## WHAT THE EXERCISE ASKS
Using the listing below, copy exactly the lines from the one containing "Target: street lamp post" to the one containing "Where can the patterned", both lines included, and no others.

## RECORDS TO USE

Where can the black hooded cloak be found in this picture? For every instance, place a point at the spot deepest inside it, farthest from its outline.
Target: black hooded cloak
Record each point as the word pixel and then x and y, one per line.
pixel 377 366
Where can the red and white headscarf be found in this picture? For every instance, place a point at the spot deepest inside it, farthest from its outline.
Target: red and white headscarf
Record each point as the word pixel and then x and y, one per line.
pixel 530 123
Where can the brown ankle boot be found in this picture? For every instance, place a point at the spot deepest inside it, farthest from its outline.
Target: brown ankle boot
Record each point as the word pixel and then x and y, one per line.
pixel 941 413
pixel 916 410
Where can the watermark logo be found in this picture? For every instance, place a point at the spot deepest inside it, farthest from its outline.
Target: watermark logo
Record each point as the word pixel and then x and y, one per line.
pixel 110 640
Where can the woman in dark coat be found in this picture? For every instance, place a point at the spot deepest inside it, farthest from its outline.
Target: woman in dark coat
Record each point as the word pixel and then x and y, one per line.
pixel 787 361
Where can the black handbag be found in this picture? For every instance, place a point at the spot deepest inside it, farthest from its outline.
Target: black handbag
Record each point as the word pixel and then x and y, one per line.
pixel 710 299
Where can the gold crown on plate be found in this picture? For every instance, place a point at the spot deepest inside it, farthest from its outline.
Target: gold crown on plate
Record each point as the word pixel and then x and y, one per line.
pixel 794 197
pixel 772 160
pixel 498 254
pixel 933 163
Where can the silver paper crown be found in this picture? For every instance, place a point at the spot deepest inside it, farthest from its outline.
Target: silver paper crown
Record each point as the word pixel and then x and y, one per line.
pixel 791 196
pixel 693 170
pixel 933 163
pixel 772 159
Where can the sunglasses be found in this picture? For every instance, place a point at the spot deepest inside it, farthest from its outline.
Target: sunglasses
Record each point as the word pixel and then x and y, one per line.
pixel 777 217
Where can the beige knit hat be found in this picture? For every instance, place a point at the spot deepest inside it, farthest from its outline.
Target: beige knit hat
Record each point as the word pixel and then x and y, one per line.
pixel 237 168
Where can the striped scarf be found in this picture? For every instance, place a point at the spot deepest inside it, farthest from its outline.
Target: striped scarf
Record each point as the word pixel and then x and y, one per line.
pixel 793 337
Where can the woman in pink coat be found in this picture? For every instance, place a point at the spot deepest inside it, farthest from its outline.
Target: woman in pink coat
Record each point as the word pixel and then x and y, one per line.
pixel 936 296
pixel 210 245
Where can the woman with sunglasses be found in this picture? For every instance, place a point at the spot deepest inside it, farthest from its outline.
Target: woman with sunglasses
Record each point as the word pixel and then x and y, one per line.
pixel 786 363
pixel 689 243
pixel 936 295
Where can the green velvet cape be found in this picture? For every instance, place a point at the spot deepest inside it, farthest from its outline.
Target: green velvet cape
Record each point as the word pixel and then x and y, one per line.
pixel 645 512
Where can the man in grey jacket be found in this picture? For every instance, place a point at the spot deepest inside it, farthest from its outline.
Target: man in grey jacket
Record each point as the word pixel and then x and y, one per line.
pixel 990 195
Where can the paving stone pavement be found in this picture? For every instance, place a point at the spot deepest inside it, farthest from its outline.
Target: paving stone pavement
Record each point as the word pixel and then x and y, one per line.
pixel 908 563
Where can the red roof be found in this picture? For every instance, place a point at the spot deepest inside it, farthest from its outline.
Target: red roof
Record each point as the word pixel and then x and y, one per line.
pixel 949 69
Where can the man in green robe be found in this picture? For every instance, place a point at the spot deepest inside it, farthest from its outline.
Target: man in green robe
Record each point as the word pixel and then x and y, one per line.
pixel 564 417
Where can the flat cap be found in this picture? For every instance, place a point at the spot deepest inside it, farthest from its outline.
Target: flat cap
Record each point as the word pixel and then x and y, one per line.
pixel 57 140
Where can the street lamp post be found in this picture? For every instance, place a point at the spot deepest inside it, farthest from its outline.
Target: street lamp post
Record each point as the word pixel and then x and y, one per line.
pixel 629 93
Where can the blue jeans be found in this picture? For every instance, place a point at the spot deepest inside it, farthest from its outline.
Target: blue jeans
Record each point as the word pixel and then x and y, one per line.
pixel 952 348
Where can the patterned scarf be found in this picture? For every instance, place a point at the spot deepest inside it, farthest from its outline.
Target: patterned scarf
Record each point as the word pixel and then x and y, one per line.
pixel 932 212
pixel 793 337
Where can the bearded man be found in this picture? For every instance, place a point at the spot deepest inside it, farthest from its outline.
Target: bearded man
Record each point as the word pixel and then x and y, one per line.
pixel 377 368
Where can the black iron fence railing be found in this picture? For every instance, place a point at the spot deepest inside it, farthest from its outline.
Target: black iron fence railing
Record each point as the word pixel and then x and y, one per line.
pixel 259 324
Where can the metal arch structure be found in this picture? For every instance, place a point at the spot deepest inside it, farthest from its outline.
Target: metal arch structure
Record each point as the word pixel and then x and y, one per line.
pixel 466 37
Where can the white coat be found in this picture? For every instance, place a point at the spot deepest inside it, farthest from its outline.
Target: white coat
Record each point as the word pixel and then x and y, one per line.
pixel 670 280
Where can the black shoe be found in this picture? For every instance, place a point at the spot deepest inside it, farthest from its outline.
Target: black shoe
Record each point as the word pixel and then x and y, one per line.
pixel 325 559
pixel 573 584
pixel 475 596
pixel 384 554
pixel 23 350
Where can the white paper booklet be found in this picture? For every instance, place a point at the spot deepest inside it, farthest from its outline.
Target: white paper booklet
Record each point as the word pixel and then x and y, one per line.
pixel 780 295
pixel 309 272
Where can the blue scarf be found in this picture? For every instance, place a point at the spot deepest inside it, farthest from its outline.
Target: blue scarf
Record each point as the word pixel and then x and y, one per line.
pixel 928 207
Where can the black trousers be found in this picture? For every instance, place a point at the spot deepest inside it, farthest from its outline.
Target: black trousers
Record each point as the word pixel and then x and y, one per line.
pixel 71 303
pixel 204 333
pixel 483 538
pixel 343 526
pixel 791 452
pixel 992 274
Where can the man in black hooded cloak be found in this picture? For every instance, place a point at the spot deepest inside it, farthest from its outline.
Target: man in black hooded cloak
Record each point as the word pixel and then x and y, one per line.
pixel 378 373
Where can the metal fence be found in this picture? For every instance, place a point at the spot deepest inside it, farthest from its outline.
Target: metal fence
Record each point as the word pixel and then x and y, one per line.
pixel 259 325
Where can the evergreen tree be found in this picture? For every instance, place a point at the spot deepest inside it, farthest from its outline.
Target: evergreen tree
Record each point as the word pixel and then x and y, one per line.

## REPLY TO THE EXERCISE
Target: street lamp post
Record each point as the word pixel and then x and y, one per line.
pixel 629 93
Where can the blue jeans be found in this picture? For every instance, place a point at the spot deepest inside it, farthest from its outline.
Target: blue jeans
Record each point as the word pixel and then x and y, one per line.
pixel 952 348
Where can the patterned scarf be found in this picture? For every instance, place a point at the spot deepest inside it, farthest from its outline.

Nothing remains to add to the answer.